§ **Exercise objective**: Repeat the entire listing exactly as written.

§ **Excerpted records**:
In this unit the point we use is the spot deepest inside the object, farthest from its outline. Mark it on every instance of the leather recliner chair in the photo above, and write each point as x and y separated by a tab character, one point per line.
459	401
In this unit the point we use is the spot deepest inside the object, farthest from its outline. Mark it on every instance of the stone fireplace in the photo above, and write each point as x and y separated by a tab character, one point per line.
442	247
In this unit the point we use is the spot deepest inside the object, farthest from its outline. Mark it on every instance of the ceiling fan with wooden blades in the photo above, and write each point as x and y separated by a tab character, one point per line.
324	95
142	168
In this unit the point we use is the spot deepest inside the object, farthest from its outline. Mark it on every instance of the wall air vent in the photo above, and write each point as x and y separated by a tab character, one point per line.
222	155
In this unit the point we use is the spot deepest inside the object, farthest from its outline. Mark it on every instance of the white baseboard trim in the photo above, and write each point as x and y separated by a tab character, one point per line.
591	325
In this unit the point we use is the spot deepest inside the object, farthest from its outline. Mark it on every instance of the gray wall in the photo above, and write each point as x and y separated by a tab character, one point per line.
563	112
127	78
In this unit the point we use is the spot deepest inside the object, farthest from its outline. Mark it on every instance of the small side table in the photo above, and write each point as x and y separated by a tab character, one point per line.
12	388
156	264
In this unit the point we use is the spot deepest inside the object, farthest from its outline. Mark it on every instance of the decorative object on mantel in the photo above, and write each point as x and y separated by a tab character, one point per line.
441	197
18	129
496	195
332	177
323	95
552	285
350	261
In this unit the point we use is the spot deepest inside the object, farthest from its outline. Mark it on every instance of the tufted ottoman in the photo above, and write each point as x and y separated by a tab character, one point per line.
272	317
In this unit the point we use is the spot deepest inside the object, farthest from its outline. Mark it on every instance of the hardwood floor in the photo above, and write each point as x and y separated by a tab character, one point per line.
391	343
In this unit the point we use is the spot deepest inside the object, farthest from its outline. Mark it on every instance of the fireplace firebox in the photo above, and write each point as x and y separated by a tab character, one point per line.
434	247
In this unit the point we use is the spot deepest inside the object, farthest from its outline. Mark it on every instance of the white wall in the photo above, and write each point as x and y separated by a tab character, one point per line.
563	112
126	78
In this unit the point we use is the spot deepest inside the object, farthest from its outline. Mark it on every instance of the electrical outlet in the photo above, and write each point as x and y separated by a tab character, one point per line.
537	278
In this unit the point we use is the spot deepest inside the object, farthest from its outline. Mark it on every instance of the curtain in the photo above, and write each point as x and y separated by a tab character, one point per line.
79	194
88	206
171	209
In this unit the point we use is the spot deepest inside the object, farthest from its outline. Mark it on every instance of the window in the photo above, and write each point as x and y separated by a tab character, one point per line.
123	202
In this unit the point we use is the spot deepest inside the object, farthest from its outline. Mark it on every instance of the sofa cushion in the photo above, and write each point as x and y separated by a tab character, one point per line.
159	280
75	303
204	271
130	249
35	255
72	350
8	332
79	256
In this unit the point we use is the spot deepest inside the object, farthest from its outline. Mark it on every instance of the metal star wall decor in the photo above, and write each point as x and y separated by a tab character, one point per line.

§ **Response to the exercise**:
In this unit the point we use is the spot deepest inside the object, farthest from its outline. Mark it on every instance of the leather recliner chair in the photo above, and write each point as x and y separated by a tab character, one point per line.
459	401
In this unit the point we use is the spot deepest inside the object, farthest from its outline. Mark it on every instance of the stone fireplace in the photo above, and write each point as x and y separated by a tab character, one point per line.
442	247
In this unit the point we use is the spot deepest inside the object, farthest from its outline. Mark it on every instance of the ceiling fan with wooden blades in the photo above, and write each point as x and y separated by a tab character, one point per line.
324	95
142	168
In this unit the point we use is the spot deepest inside the object, farthest from its outline. Mark it on every instance of the wall air vent in the photo above, and write each point as x and y separated by a tab character, one point per line.
222	155
In this unit the point we use is the spot deepest inside the object, farthest from its outline. Mark it on every instance of the white baseboard trim in the photo above, and write each point as x and y separated by a tab character, one point per line.
591	325
In this unit the point we use is the spot deepest inside the object, farthest from its outline. Mark it on every instance of the gray wall in the photo above, and write each point as x and y separated by a tab character, one point per line.
563	112
127	78
In this unit the point we use is the spot deepest inside the object, farthest from its outline. Mark it on every instance of the small side table in the photo above, and write each point as x and y separated by a tab character, one point per line.
12	388
156	264
In this unit the point we use is the spot deepest inside the object, farthest from its outline. Mark it on every instance of the decorative object on mantel in the photo above, and write each point as x and y separated by a tab character, one point per line.
441	197
18	129
496	195
332	177
323	95
552	285
350	261
In this unit the point we use is the spot deepest inside the object, farthest from its outline. Mark it on every instance of the tufted ottoman in the photo above, and write each point as x and y separated by a tab character, one point per line.
272	317
In this unit the point we use is the spot deepest inside the object, farthest from its outline. Mark it on every instance of the hardwood floor in the photo above, and write each point as x and y separated by a tab character, one point per line.
391	343
In this unit the point we use is the spot deepest inside the object, farthest from its outline. Mark it on every instance of the fireplace firebox in the photo above, and write each point as x and y separated by a tab character, one point per line.
434	247
In this unit the point we use is the spot deepest inside the object, farthest from its outline. Mark it on every instance of the white wall in the photo above, and write each point as x and y separated by a tab character, one point per line.
563	112
126	78
In this unit the point we use is the spot deepest inside the object, farthest from its outline. Mark it on every instance of the electrical outlet in the photo above, and write each point as x and y separated by a tab character, one point per line.
537	278
In this unit the point we use is the spot deepest inside the object, farthest from its outline. Mark it on every instance of the curtain in the photo above, and write each point as x and y separated by a tab character, one point per line.
79	194
88	206
171	209
In this unit the point we use is the spot deepest inside the object, farthest from its outline. Mark it on every instance of the window in the photo above, and write each point as x and y separated by a tab character, one point per line.
123	202
In this unit the point we use is the spot deepest inside the object, farthest from its outline. Mark it on every instance of the sofa cushion in the photo above, and write each point as x and y separated by a tab character, one point per line.
159	280
75	303
204	271
130	249
35	255
72	350
8	332
79	256
In this unit the point we use is the spot deepest inside the object, farthest from its outline. Mark it on every instance of the metal star wall decor in the photo above, and write each point as x and y separated by a tab character, one point per line.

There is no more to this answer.